**Exercise prompt:** Repeat word for word the part of the passage about the Windows memory allocator from "The object probably" up to and including "a predictable address.".

**Source passage:**
Begin

We’re going to need to know a little bit more about how the allocator works.
The specifics are going to vary depending on the program you’re targeting. For the FSExploitMe demo, I’m going to talk about one specific way to coerce Windows’ memory allocator into giving us the memory we want. There are undoubtedly other ways.
In an effort to reduce memory fragmentation, Windows (and many other high-performance allocators) will allocate small objects from a pools of objects of the same size.
It turns out that after the 18th allocation of a particular size, windows will create a size-specific allocator pool of that size. This is called the low fragmentation heap.
It’s a lot easier to target the low fragmentation heap than the general heap.
So if we want to exploit this, and we know the size of the object we want to overwrite, we just have to make 18 allocations of that size to trigger the low fragmentation heap, allocate our target object (which will go on the heap), free it, and finally make one more allocation. This last allocation will always replace the freed object, allowing us to overwrite it.
Heap Spray
We’re done, right? No! The payload has to go somewhere.
The object probably won’t be large enough to contain our payload, and anyway we don’t know what address it will have. We need to know the address in order to have our vtable entry point to it.
The solution is a heap spray.
It turns out that the behaviour of large allocations is predicable in a similar (but different) way to small allocations. If we request a large chunk of memory from the allocator, none of the free space it has available will be large enough so it will give us a chunk at the end of the heap, aligned to some predictable value. If we keep doing this, we can fill up the upper portion of memory with our payload code at fixed intervals. We don’t know exactly where each chunk of memory will be allocated, but we know that if we allocate enough copies of it, one of them will wind up at a predictable address.

End

**Collected data:**
Begin

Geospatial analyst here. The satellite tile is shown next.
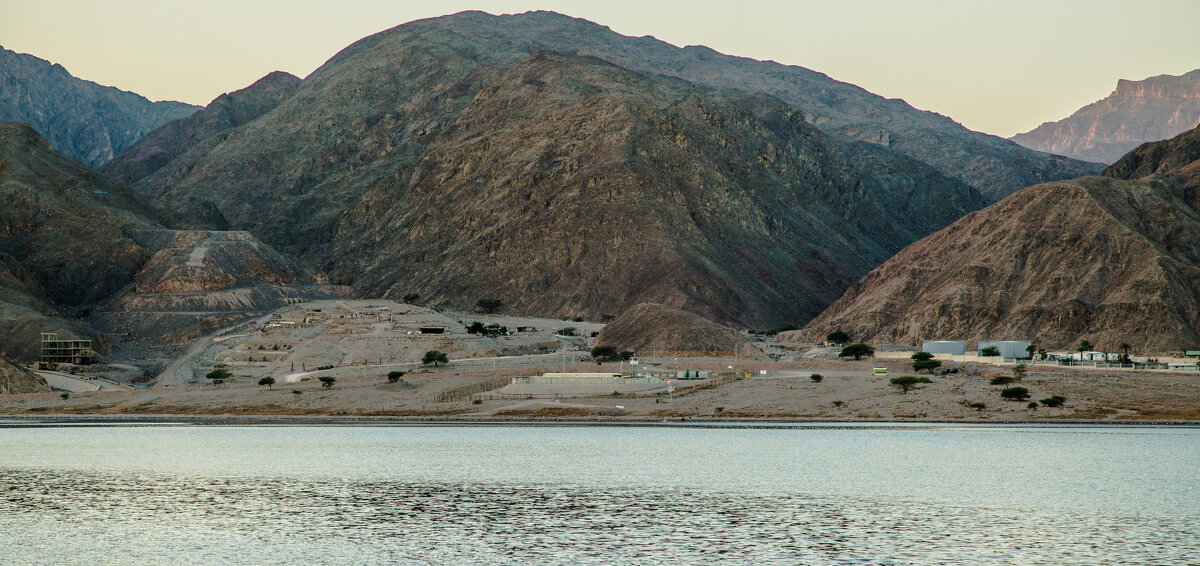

End

**Answer below:**
The object probably won’t be large enough to contain our payload, and anyway we don’t know what address it will have. We need to know the address in order to have our vtable entry point to it.
The solution is a heap spray.
It turns out that the behaviour of large allocations is predicable in a similar (but different) way to small allocations. If we request a large chunk of memory from the allocator, none of the free space it has available will be large enough so it will give us a chunk at the end of the heap, aligned to some predictable value. If we keep doing this, we can fill up the upper portion of memory with our payload code at fixed intervals. We don’t know exactly where each chunk of memory will be allocated, but we know that if we allocate enough copies of it, one of them will wind up at a predictable address.